Return each entry precisely as it appears below.

Saved entries:
==*==

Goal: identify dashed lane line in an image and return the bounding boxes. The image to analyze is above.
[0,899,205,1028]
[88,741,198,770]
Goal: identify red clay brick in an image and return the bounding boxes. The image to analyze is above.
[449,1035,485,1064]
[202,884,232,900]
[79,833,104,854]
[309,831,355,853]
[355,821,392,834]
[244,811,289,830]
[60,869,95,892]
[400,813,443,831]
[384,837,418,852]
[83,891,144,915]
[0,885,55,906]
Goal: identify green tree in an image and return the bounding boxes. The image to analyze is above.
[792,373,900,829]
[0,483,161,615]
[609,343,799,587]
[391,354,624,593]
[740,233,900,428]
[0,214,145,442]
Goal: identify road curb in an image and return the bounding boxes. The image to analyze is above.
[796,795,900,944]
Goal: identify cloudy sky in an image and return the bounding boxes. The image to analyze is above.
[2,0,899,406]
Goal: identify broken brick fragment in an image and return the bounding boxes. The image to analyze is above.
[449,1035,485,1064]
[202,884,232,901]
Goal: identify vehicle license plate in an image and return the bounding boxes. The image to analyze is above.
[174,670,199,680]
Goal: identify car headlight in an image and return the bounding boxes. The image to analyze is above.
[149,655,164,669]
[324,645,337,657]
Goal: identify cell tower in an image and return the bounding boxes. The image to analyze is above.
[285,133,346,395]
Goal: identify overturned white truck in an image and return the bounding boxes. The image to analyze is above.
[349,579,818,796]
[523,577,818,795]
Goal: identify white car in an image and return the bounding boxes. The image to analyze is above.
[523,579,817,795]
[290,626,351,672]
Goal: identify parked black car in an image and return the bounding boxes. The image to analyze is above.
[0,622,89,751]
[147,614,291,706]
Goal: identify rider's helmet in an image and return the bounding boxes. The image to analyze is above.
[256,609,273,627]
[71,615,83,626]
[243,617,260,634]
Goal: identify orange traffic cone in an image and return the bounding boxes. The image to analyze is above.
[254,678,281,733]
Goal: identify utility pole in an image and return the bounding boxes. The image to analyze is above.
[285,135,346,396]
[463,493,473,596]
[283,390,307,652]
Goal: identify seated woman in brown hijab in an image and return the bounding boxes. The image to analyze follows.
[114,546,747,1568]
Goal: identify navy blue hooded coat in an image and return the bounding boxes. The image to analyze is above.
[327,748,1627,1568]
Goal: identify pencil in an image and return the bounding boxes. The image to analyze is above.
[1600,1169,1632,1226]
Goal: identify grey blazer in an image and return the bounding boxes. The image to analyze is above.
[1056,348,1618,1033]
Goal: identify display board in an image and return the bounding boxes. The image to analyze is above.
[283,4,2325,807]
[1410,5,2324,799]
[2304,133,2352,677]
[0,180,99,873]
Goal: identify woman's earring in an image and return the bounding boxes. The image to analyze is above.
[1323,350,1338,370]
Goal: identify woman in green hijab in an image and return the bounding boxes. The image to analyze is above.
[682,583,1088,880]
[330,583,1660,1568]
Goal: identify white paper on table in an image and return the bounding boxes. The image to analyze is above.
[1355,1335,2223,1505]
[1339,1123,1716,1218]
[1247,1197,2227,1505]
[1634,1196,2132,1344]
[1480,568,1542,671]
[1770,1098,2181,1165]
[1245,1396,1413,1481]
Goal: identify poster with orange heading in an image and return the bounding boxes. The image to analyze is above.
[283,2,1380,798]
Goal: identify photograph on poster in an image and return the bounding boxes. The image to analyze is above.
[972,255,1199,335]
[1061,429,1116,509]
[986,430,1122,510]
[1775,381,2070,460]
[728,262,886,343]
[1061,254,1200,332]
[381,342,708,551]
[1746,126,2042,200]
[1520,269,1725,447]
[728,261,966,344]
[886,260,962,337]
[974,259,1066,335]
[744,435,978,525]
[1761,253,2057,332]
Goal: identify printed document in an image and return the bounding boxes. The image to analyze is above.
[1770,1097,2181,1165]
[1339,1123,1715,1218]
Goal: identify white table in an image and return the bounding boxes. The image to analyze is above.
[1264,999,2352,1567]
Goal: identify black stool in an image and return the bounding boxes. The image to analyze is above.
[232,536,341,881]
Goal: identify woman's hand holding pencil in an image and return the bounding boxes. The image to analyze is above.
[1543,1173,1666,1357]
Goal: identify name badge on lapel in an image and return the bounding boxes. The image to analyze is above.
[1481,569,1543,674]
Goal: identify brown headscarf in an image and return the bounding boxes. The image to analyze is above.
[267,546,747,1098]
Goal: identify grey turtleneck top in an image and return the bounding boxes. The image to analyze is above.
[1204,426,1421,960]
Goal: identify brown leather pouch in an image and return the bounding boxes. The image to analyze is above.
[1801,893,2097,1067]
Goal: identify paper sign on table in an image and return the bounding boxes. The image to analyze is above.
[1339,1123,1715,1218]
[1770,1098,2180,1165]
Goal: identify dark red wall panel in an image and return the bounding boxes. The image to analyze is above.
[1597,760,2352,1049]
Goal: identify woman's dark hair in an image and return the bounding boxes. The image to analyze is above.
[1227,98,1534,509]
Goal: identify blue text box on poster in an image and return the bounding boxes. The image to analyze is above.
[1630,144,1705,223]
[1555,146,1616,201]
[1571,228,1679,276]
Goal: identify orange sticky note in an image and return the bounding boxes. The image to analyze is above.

==*==

ANSWER TO THE EXERCISE
Goal: identify dashed lane line in an image and return the bounding boxes. The image to analyze is above.
[0,899,205,1028]
[88,741,198,770]
Goal: identify red clay brick in an image and return the bounding boxes. The image to analyze is above.
[449,1035,485,1064]
[202,884,232,900]
[79,833,104,854]
[309,831,355,853]
[355,821,392,834]
[244,811,289,830]
[60,869,95,892]
[400,813,443,831]
[384,837,418,852]
[83,891,144,915]
[0,885,55,906]
Goal: identify green tree in an image and return the bounding boxes. The image to analyze is above.
[792,373,900,829]
[0,483,161,615]
[609,343,799,587]
[391,354,624,593]
[740,233,900,428]
[0,214,145,442]
Goal: identify road curb in an image and return the bounding boxes. The image to analyze is above.
[796,795,900,944]
Goal: identify cloudy sky in an image and return the bounding boxes. The image to analyze is above.
[2,0,899,406]
Goal: identify broken brick fragment in an image and return the bounding boxes. The image to analyze is above.
[449,1035,485,1064]
[202,884,232,901]
Goal: identify vehicle license plate in an image and return the bounding boxes. The image to analyze is above.
[174,670,199,680]
Goal: identify car headlight in an image and return the bounding boxes. The image to analyze is above.
[149,655,164,669]
[324,645,337,657]
Goal: identify cell tower in an image and return the bounding boxes. The image to analyze is above.
[285,133,346,395]
Goal: identify overturned white truck in an image and return the bounding boxes. The image to analyze is above.
[349,579,818,796]
[523,577,818,795]
Goal: identify white car in an image and return the bounding boxes. The image to analyze is above.
[523,579,817,795]
[290,626,351,672]
Goal: identify parked black car in an image and return the bounding boxes. The image to analyze is above.
[0,622,89,751]
[147,614,291,706]
Goal: identify rider's helmet in an image and return the bounding boxes. The image to analyze is above.
[256,609,273,627]
[71,615,83,626]
[243,617,260,634]
Goal: identify orange traffic cone in an image and return the bounding boxes. The image to analyze is above.
[254,678,281,733]
Goal: identify utility pole in an image and return the bounding boxes. The image to analyze is above.
[285,135,346,396]
[463,493,473,596]
[283,390,307,652]
Goal: identify seated woman in brown hijab in an image and return the bounding boxes. The image to analyze follows.
[114,546,747,1568]
Goal: identify navy blue hooded coat in an image and return the bounding boxes. The image to analyze is above.
[327,748,1627,1568]
Goal: identify pencil in an image and return the bounding boxes. The image to analyze is above.
[1600,1169,1632,1226]
Goal: identify grey blazer in an image and return the bounding boxes. The image to analyze is above.
[1056,348,1618,1033]
Goal: identify display board in an image and return the bounding boxes. The image to analyze is above.
[283,4,2325,807]
[1410,5,2324,799]
[2304,133,2352,677]
[0,180,99,873]
Goal: identify woman's earring in an image and return the bounding boxes. The image to analyze is above.
[1323,350,1338,370]
Goal: identify woman in green hijab in an image and return the bounding boxes. The image to analyze is above.
[682,583,1088,880]
[330,583,1660,1568]
Goal: identify white paper on table in an image and return the bounding boxes. The image to analyze is above.
[1355,1335,2223,1505]
[1339,1123,1716,1218]
[1247,1197,2227,1505]
[1634,1196,2132,1344]
[1480,568,1542,671]
[1770,1098,2181,1165]
[1245,1396,1413,1481]
Goal: identify poster with orange heading in an image and return the bounding boxes. The image to analyze is above.
[283,2,1380,798]
Goal: identify photograph on poster in an image and return the bounding boxes. The image to analyze is above.
[972,255,1199,335]
[1061,429,1116,509]
[986,430,1122,510]
[1775,381,2070,460]
[728,262,886,343]
[1061,254,1200,332]
[381,342,708,551]
[1746,126,2042,200]
[1520,269,1725,447]
[728,261,966,344]
[886,260,962,337]
[974,259,1066,335]
[744,435,978,525]
[1761,253,2057,332]
Goal: identify printed document in an image and return the bounding boxes. The image to analyze is above.
[1770,1097,2181,1165]
[1339,1123,1715,1218]
Goal: identify white table in an image and return the bounding boxes. The image to analyze is above.
[1264,999,2352,1567]
Goal: identify black stool in an image and return the bounding boxes. The image to analyze is above.
[232,536,341,881]
Goal: identify woman's hand holding pencil in an image and return the bounding boxes. The image to analyze is above.
[1543,1173,1666,1357]
Goal: identify name badge on lapel in an image and return the bounding boxes. The image to analyze is above.
[1481,569,1543,674]
Goal: identify brown headscarf in an image and return the bounding boxes. The image to analyze is above.
[267,546,747,1098]
Goal: identify grey turtleneck top in an image and return the bounding boxes. The image to analyze is above.
[1204,426,1421,960]
Goal: identify brown leather pouch in an image and return the bounding boxes. The image to analyze is above.
[1801,893,2097,1067]
Goal: identify paper sign on table in an image and return the bounding boxes. The image to analyze is above.
[1339,1123,1715,1218]
[1770,1098,2180,1165]
Goal: identify dark red wall panel in an image and return the bounding boxes. The image to analyze is above.
[1597,760,2352,1049]
Goal: identify woman's dark hair in an image and return the bounding boxes. The image to analyze is above.
[1227,98,1534,509]
Goal: identify blue text box on poster in an image and return the bounding boxes. The image to analyze is above.
[1630,144,1705,223]
[1555,146,1616,201]
[1571,228,1679,276]
Goal: identify orange sticky note in an image and return the bounding boxes. The image to analyze is above.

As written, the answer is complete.